The expected answer is the data below, printed verbatim without its pictures.

Dataset entries:
= Beginning of Section =
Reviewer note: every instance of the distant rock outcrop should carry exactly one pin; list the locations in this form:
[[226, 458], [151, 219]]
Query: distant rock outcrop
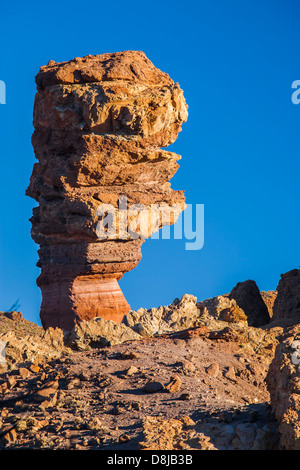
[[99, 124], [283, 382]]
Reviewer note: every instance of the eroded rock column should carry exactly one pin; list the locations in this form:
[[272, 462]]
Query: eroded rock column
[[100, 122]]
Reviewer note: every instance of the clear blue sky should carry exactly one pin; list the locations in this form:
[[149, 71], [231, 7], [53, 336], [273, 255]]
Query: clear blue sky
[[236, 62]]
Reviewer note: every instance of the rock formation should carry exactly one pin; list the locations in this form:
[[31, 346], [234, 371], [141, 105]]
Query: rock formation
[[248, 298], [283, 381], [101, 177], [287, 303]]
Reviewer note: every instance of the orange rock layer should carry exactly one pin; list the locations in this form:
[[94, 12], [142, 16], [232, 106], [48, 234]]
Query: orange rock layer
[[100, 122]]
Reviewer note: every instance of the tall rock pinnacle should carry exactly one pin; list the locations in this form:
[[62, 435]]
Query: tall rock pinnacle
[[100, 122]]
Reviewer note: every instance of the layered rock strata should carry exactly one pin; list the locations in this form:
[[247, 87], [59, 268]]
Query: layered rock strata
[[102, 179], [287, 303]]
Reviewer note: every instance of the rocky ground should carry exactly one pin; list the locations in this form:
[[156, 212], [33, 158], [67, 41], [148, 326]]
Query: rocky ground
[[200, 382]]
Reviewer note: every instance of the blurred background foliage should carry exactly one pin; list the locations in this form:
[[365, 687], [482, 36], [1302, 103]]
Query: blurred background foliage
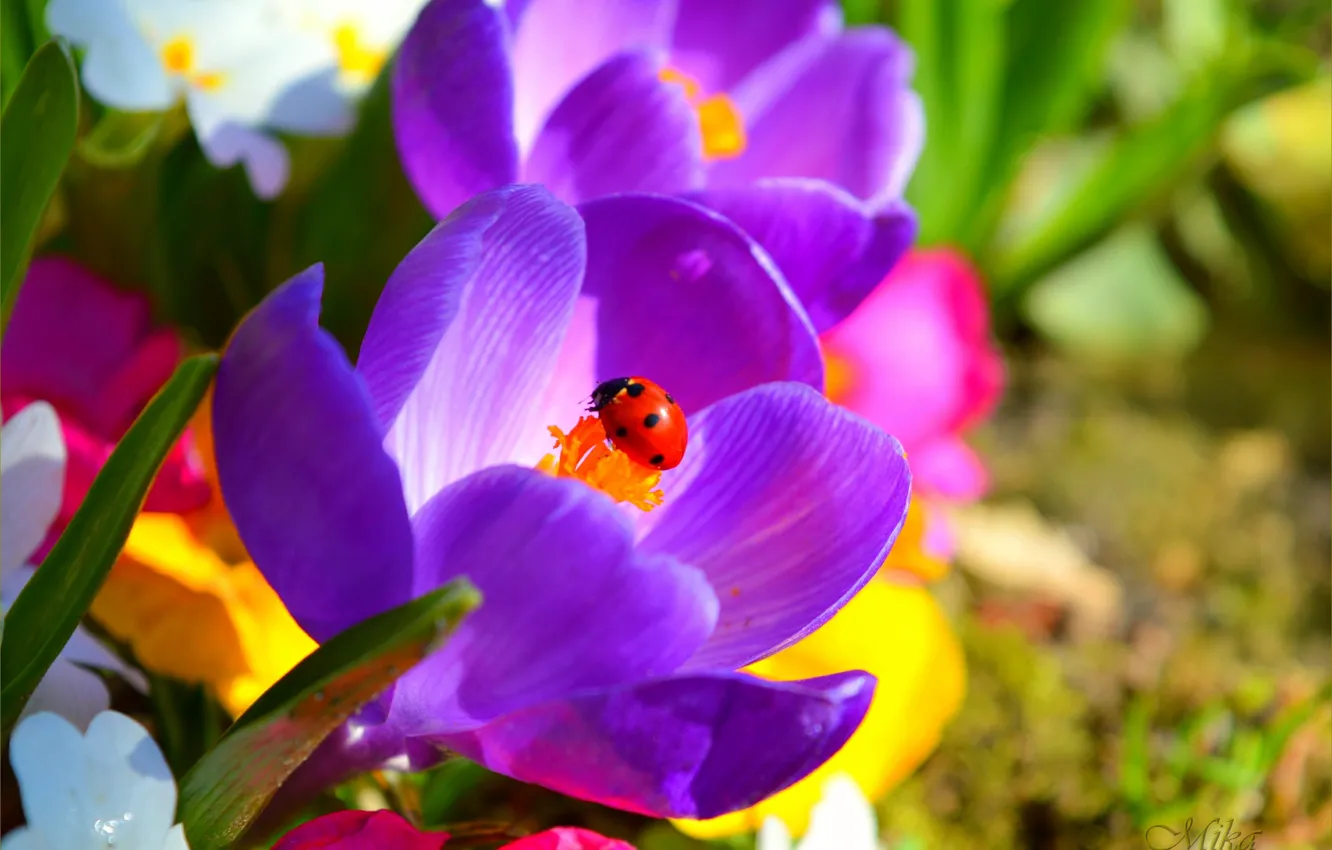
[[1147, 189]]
= End of Section =
Exercise answer:
Reviewer note: every instance of the distant rock outcrop should carry exactly one pin; list the locations in this form:
[[226, 458], [151, 219]]
Query: distant rock outcrop
[[99, 124], [283, 382]]
Reviewer note: every instance of the eroded rock column should carry exactly one pin; list the locations in this form:
[[272, 462]]
Query: eroded rock column
[[100, 122]]
Reviewer note: every instance of the clear blue sky should carry exactly one pin; list the locations in this form:
[[149, 71], [231, 7], [53, 336], [273, 255]]
Query: clear blue sky
[[236, 62]]
Reviewer note: every instance of the rock formation should carry exactly one pin; list the locations in this form:
[[31, 346], [234, 371], [141, 105]]
Query: rock formation
[[248, 298], [283, 381], [101, 177], [287, 303]]
Reviewer note: every instance of the orange rock layer should carry exactly one pin; list the locations in this form:
[[94, 12], [142, 16], [232, 106], [48, 234]]
Query: orange rock layer
[[100, 122]]
Reviewer note: every instance of the tall rock pinnacle should carry exactly one pin; list the locations in this form:
[[62, 435]]
Query: tall rock pinnacle
[[100, 122]]
Reviewer note: every instance of the layered rock strata should carry exactly one pin; list the locations in this form:
[[247, 87], [59, 268]]
Query: layered rock strata
[[102, 179], [287, 303]]
Reviewer note: every instance of the rocky ground should carry exactly one pin; list the locations in this form:
[[156, 212], [33, 158], [67, 41], [148, 326]]
Query: rocky ground
[[200, 382]]
Reviewer note: every instance of the blurred background foliage should carry exactly one pin; list the locations in this form:
[[365, 687], [482, 36], [1302, 103]]
Query: blurred background foliage
[[1147, 189]]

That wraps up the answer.